**Exercise brief:** Of the entries below, return exactly those lines that fall between the one containing "<point>225,136</point>" and the one containing "<point>157,188</point>", the two end lines included.

---------- Data under study ----------

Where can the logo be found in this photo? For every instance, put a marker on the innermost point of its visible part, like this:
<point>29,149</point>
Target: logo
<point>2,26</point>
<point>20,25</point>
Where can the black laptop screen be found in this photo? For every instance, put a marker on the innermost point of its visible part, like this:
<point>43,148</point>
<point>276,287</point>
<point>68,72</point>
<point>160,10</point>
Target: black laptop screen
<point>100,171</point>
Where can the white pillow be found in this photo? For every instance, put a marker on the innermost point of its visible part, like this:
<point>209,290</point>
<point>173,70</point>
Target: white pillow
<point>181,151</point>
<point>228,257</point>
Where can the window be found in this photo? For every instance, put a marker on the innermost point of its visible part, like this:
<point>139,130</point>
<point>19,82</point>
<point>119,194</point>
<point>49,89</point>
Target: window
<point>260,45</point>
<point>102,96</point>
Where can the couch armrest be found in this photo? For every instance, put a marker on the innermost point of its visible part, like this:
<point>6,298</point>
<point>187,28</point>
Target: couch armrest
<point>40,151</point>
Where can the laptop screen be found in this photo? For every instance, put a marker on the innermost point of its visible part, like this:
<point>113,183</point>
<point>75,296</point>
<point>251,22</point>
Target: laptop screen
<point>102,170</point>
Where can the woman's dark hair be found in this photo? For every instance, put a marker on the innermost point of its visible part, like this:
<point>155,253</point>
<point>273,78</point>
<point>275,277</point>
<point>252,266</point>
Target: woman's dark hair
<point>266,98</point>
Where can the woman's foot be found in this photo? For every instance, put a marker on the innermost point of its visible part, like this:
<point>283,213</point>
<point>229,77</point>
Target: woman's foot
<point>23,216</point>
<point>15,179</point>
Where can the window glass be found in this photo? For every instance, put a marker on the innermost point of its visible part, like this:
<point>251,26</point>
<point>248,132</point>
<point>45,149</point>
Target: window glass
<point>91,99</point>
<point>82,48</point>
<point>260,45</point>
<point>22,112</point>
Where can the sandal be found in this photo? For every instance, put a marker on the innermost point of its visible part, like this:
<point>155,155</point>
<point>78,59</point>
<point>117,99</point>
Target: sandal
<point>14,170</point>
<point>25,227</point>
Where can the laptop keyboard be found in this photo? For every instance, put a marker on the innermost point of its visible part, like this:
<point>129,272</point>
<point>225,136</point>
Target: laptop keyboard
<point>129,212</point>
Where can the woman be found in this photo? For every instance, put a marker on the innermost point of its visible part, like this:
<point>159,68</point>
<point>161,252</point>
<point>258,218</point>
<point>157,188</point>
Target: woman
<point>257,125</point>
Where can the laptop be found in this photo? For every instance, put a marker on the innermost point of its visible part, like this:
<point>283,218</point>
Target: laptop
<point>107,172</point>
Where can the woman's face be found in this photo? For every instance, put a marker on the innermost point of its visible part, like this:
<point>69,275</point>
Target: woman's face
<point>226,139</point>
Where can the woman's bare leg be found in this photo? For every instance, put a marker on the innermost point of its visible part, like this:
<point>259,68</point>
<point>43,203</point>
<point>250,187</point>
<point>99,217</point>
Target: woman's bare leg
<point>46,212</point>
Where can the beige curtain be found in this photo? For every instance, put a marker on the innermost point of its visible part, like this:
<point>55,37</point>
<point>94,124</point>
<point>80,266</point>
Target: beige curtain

----------

**Output below:**
<point>225,136</point>
Target: laptop keyboard
<point>129,212</point>
Where can the woman be found in this photo? For every instance, put a marker on the innermost point of its visible part, like this:
<point>159,68</point>
<point>161,252</point>
<point>258,218</point>
<point>157,188</point>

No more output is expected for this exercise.